[Items listed in a dataset]
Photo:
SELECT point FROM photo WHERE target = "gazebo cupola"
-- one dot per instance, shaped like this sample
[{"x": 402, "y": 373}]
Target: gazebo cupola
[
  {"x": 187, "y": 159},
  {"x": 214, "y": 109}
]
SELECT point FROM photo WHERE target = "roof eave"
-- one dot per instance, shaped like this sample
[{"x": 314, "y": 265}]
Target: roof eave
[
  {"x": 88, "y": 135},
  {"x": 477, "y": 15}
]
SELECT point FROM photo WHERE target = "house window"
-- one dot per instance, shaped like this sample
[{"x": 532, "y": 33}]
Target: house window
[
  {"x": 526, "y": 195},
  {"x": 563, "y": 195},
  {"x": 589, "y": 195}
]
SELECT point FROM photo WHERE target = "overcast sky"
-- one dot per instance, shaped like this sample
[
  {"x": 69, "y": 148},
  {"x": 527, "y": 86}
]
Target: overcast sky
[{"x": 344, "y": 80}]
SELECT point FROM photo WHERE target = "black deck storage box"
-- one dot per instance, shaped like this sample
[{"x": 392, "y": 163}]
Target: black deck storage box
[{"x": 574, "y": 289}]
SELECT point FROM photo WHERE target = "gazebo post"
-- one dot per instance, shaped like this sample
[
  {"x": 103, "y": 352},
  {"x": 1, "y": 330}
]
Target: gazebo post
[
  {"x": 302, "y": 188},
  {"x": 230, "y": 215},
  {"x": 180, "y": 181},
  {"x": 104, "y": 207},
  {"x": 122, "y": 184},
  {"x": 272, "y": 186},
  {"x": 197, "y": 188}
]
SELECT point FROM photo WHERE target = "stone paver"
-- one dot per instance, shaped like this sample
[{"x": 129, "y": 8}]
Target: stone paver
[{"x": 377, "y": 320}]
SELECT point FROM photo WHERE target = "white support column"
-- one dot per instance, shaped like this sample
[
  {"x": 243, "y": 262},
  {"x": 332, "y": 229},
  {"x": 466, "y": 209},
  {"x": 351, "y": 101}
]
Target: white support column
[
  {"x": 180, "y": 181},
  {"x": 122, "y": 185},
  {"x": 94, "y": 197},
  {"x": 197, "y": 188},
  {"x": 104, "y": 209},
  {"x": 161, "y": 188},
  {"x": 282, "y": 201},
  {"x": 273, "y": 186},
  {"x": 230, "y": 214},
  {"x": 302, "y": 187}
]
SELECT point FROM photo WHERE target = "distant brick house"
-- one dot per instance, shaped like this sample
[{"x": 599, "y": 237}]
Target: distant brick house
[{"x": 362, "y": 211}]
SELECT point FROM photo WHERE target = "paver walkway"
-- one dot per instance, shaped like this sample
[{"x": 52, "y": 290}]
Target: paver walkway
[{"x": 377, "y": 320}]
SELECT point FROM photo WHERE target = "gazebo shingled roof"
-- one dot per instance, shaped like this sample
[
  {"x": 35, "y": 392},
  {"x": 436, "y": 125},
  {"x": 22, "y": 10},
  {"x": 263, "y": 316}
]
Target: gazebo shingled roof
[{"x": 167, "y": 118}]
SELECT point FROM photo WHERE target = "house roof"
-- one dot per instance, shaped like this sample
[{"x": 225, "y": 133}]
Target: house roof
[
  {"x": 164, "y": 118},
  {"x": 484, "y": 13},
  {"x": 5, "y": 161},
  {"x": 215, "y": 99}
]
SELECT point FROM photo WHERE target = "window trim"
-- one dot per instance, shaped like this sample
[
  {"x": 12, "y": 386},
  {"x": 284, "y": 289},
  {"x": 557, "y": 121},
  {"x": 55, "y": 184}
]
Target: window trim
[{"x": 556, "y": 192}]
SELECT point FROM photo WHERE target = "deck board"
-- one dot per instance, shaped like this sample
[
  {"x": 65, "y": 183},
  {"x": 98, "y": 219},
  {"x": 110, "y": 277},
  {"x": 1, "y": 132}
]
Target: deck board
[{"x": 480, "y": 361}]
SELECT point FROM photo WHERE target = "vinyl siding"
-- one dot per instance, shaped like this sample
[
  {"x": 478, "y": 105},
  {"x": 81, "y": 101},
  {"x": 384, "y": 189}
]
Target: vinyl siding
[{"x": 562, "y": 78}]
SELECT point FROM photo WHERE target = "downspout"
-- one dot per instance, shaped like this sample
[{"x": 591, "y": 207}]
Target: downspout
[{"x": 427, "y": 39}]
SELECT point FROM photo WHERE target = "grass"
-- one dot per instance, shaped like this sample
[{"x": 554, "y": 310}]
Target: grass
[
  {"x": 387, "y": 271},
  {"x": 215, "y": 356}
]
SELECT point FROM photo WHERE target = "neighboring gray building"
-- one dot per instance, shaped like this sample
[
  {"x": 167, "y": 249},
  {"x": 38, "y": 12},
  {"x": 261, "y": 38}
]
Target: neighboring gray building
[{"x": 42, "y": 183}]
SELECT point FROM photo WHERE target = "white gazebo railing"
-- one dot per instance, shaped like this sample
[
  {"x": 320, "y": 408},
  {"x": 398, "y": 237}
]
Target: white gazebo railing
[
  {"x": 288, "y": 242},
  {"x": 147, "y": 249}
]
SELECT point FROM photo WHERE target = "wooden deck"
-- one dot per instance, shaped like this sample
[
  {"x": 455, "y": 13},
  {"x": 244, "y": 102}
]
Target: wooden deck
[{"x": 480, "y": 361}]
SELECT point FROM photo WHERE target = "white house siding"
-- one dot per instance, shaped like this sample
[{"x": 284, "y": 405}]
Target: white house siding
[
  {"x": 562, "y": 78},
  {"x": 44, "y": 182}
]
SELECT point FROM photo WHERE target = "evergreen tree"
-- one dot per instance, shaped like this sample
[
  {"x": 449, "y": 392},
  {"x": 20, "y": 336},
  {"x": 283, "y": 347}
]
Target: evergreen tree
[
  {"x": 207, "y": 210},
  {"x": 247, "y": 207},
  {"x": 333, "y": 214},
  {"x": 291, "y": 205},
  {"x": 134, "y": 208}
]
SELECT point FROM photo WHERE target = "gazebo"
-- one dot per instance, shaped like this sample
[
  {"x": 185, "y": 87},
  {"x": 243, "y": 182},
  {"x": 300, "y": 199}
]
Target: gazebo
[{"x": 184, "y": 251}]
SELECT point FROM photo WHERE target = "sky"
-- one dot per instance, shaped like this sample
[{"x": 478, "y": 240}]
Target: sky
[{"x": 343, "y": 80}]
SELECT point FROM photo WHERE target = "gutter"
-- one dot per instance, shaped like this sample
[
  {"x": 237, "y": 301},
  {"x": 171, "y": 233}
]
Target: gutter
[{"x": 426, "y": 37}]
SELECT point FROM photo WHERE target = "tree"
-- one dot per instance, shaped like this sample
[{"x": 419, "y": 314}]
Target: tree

# Do this
Retype every record above exactly as it appears.

# Written answer
Photo:
SELECT point FROM photo WHERE target = "gazebo cupola"
-- one dot per instance, shaped like this sample
[{"x": 402, "y": 373}]
Target: gazebo cupola
[
  {"x": 187, "y": 159},
  {"x": 214, "y": 109}
]
SELECT point FROM photo WHERE target = "roof eave"
-- one dot per instance, shaped like this sample
[{"x": 314, "y": 265}]
Target: roof eave
[
  {"x": 88, "y": 135},
  {"x": 477, "y": 15}
]
SELECT point FROM photo WHERE target = "house window"
-- one dot per instance, shaped like this sample
[{"x": 532, "y": 33}]
Target: house window
[
  {"x": 526, "y": 195},
  {"x": 563, "y": 195},
  {"x": 589, "y": 195}
]
SELECT point FROM photo WHERE target = "overcast sky"
-- one dot per instance, shaped like this sample
[
  {"x": 69, "y": 148},
  {"x": 527, "y": 86}
]
Target: overcast sky
[{"x": 344, "y": 80}]
SELECT point FROM photo WHERE target = "black deck storage box"
-- one dot per instance, shaped like this sample
[{"x": 392, "y": 163}]
Target: black deck storage box
[{"x": 574, "y": 289}]
SELECT point FROM photo WHERE target = "gazebo post"
-- one dot per instance, shaped like this sample
[
  {"x": 103, "y": 352},
  {"x": 1, "y": 330}
]
Target: gazebo post
[
  {"x": 302, "y": 188},
  {"x": 230, "y": 215},
  {"x": 180, "y": 181},
  {"x": 104, "y": 207},
  {"x": 122, "y": 184},
  {"x": 272, "y": 186},
  {"x": 197, "y": 188}
]
SELECT point FROM photo WHERE target = "stone paver"
-- one dot per instance, shaped like this sample
[{"x": 129, "y": 8}]
Target: stone paver
[{"x": 377, "y": 320}]
SELECT point FROM photo WHERE target = "white support column"
-- one dot per instance, shaped like this sample
[
  {"x": 243, "y": 262},
  {"x": 332, "y": 229},
  {"x": 466, "y": 209},
  {"x": 351, "y": 101}
]
Target: white support column
[
  {"x": 180, "y": 181},
  {"x": 122, "y": 185},
  {"x": 94, "y": 197},
  {"x": 197, "y": 188},
  {"x": 104, "y": 209},
  {"x": 161, "y": 188},
  {"x": 282, "y": 201},
  {"x": 273, "y": 186},
  {"x": 230, "y": 214},
  {"x": 302, "y": 187}
]
SELECT point FROM photo WHERE target = "distant brick house"
-- one dot per instance, shaped like this sample
[{"x": 599, "y": 237}]
Target: distant brick house
[{"x": 362, "y": 211}]
SELECT point FROM photo WHERE target = "paver walkway"
-- one dot per instance, shaped like this sample
[{"x": 52, "y": 290}]
Target: paver walkway
[{"x": 377, "y": 320}]
SELECT point FROM photo WHERE target = "gazebo shingled roof"
-- one dot per instance, shaped like this sample
[
  {"x": 35, "y": 392},
  {"x": 436, "y": 125},
  {"x": 22, "y": 10},
  {"x": 263, "y": 316}
]
Target: gazebo shingled roof
[{"x": 167, "y": 118}]
SELECT point FROM photo WHERE target = "house roof"
-- one dot per instance, shaped like this sample
[{"x": 225, "y": 133}]
Target: house roof
[
  {"x": 164, "y": 118},
  {"x": 484, "y": 13},
  {"x": 5, "y": 161},
  {"x": 215, "y": 99}
]
SELECT point FROM photo WHERE target = "window trim"
-- one dot per instance, shaped like this sample
[
  {"x": 12, "y": 386},
  {"x": 284, "y": 289},
  {"x": 557, "y": 121},
  {"x": 55, "y": 184}
]
Target: window trim
[{"x": 556, "y": 192}]
SELECT point FROM photo WHERE target = "deck board"
-- one dot per instance, shaped like this sample
[
  {"x": 65, "y": 183},
  {"x": 98, "y": 219},
  {"x": 110, "y": 277},
  {"x": 1, "y": 132}
]
Target: deck board
[{"x": 480, "y": 361}]
SELECT point FROM photo WHERE target = "vinyl siding"
-- one dot per instance, shaped like this sample
[
  {"x": 478, "y": 105},
  {"x": 81, "y": 101},
  {"x": 384, "y": 189}
]
Target: vinyl siding
[{"x": 562, "y": 78}]
SELECT point FROM photo WHERE target = "downspout"
-- one dot per instance, shaped like this sample
[{"x": 591, "y": 207}]
Target: downspout
[{"x": 427, "y": 39}]
SELECT point FROM photo WHERE target = "grass"
-- one dot per instance, shaped like this sample
[{"x": 554, "y": 310}]
Target: grass
[
  {"x": 387, "y": 271},
  {"x": 215, "y": 356}
]
SELECT point FROM photo WHERE target = "neighboring gray building"
-- one dot per instance, shaped like this sample
[
  {"x": 167, "y": 249},
  {"x": 38, "y": 12},
  {"x": 261, "y": 38}
]
Target: neighboring gray building
[{"x": 42, "y": 183}]
SELECT point FROM photo WHERE target = "white gazebo railing"
-- one dot per instance, shaped like this sample
[
  {"x": 320, "y": 408},
  {"x": 398, "y": 237}
]
Target: white gazebo railing
[
  {"x": 288, "y": 242},
  {"x": 147, "y": 249}
]
SELECT point FROM photo WHERE target = "wooden deck"
-- one dot per instance, shaped like this sample
[
  {"x": 455, "y": 13},
  {"x": 244, "y": 102}
]
Target: wooden deck
[{"x": 480, "y": 361}]
SELECT point FROM photo WHERE target = "white house siding"
-- one dot per instance, shaped like this sample
[{"x": 284, "y": 405}]
Target: white house siding
[
  {"x": 562, "y": 78},
  {"x": 44, "y": 182}
]
SELECT point FROM photo WHERE target = "evergreen tree"
-- one dot per instance, shaped like this sample
[
  {"x": 449, "y": 392},
  {"x": 20, "y": 336},
  {"x": 283, "y": 347}
]
Target: evergreen tree
[
  {"x": 207, "y": 210},
  {"x": 247, "y": 207},
  {"x": 333, "y": 214},
  {"x": 291, "y": 205},
  {"x": 134, "y": 208}
]
SELECT point FROM photo WHERE target = "gazebo"
-- one dot per instance, shaped like this sample
[
  {"x": 185, "y": 87},
  {"x": 243, "y": 182},
  {"x": 300, "y": 199}
]
Target: gazebo
[{"x": 184, "y": 251}]
SELECT point FROM photo WHERE target = "sky"
-- one dot per instance, shaped like this sample
[{"x": 478, "y": 240}]
Target: sky
[{"x": 343, "y": 80}]
SELECT point FROM photo WHERE target = "gutter"
-- one dot per instance, shaped like this sample
[
  {"x": 237, "y": 301},
  {"x": 171, "y": 233}
]
Target: gutter
[{"x": 426, "y": 37}]
SELECT point FROM photo WHERE target = "tree"
-- one dot per instance, shaped like this sample
[{"x": 419, "y": 314}]
Target: tree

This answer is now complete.